What to work on> Please collect each line of the listing below that contains the word "drawer", and copy those lines unchanged.

Photo labels with boxes>
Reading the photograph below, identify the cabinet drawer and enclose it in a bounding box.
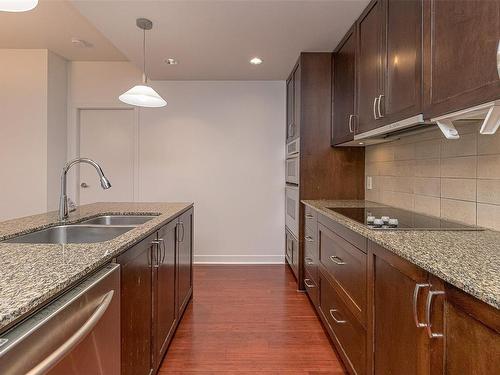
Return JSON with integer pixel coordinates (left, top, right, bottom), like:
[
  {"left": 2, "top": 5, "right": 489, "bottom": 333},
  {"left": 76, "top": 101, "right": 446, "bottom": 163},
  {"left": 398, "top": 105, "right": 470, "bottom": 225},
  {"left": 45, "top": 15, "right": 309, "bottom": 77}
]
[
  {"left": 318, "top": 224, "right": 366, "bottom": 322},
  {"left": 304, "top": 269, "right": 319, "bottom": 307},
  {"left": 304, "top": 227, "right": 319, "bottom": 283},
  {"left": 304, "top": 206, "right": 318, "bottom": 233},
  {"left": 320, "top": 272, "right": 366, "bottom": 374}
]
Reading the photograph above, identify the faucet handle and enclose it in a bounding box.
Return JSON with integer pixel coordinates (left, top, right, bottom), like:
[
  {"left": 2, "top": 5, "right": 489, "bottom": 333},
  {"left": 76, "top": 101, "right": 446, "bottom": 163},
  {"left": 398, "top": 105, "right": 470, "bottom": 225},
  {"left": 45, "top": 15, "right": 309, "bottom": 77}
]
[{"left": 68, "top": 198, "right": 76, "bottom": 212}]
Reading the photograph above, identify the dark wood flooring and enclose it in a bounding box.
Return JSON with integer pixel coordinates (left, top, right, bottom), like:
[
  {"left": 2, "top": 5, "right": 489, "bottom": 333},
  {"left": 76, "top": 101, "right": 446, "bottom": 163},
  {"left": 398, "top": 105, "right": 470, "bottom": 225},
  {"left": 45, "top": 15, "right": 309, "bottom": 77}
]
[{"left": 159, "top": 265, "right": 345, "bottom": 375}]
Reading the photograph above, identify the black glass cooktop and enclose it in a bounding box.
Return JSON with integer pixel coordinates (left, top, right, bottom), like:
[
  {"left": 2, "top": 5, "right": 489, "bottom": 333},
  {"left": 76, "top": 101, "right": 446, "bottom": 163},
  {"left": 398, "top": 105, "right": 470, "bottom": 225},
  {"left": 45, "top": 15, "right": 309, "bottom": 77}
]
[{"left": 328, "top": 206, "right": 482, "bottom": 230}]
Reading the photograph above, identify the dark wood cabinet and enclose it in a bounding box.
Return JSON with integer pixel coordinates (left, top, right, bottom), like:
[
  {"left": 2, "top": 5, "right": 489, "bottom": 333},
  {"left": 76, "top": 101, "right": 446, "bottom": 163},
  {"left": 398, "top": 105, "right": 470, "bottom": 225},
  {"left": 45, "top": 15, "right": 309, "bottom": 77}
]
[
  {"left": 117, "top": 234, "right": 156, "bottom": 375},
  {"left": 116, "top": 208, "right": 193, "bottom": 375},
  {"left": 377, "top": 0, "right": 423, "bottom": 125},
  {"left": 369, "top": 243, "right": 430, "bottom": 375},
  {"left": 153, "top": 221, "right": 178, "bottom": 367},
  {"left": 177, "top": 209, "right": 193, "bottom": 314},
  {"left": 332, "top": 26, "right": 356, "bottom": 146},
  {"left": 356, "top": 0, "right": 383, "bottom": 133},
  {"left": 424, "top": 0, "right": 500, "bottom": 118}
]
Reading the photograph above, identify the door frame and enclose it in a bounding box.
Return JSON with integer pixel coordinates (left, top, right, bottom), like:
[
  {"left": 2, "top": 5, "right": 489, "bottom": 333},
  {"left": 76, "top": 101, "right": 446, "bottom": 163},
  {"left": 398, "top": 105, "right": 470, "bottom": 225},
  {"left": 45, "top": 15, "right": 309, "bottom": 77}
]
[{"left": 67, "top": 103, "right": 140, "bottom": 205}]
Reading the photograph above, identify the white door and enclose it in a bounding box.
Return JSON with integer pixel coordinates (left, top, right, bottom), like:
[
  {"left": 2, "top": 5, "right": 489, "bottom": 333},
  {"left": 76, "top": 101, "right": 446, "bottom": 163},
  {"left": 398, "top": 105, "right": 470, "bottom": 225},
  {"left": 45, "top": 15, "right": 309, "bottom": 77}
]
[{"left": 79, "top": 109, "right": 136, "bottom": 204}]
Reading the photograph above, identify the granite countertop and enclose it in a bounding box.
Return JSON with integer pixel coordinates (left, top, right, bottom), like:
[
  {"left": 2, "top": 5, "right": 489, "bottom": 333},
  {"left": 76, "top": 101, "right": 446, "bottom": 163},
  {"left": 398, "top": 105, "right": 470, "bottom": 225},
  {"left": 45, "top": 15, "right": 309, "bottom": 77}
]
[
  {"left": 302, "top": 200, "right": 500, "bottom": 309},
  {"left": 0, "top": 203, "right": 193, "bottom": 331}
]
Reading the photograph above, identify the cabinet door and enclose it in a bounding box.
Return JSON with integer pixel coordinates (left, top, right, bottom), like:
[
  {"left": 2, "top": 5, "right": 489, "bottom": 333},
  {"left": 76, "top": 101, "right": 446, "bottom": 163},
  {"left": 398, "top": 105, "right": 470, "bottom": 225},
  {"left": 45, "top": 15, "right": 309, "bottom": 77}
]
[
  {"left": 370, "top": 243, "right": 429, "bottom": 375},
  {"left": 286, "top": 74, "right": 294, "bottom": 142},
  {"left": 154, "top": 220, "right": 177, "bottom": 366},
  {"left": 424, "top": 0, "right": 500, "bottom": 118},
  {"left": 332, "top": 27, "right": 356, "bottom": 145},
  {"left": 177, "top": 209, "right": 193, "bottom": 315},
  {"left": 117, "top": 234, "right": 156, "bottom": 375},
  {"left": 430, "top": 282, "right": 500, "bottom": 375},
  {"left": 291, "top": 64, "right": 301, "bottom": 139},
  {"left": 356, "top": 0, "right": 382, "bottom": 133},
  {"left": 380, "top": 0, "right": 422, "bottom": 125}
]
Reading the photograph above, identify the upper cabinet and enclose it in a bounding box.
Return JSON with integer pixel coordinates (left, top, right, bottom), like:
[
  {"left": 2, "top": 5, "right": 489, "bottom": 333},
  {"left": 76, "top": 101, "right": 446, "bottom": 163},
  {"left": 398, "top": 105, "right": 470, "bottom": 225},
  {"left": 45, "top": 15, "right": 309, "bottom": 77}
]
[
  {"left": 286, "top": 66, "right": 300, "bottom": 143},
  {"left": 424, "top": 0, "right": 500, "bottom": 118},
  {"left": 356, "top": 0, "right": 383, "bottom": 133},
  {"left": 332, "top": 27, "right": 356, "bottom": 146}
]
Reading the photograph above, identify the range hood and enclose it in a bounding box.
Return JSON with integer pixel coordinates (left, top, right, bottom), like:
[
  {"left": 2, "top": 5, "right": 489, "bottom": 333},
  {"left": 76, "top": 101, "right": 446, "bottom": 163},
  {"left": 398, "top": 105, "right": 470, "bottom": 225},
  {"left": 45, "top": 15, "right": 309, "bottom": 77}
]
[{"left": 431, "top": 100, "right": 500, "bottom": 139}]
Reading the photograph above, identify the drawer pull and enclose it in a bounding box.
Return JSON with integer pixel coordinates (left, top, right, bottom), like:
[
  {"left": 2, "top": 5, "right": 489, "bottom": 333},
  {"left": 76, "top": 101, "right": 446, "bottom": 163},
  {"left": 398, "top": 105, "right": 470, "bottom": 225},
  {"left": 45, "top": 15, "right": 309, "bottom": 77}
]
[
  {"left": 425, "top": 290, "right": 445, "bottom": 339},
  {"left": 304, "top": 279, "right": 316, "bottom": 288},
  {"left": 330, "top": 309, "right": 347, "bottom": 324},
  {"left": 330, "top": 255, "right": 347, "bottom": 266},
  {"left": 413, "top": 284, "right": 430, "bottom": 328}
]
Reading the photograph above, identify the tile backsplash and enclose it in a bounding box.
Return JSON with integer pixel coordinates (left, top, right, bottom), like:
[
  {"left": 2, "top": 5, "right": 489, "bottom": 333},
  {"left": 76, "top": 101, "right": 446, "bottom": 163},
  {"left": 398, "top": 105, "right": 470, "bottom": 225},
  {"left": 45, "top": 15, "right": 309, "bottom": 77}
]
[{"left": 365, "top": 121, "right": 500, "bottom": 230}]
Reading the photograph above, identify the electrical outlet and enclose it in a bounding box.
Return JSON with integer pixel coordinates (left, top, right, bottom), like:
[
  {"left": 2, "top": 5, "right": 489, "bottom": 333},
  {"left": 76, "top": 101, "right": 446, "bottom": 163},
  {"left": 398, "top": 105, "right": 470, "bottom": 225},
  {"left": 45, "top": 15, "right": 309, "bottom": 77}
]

Reply to the task>
Reading the photograph below, identify the cabinet drawer and enclose it in a bounding box.
Reading the photograph above, identify the drawer pull and enclose it in a bounding box.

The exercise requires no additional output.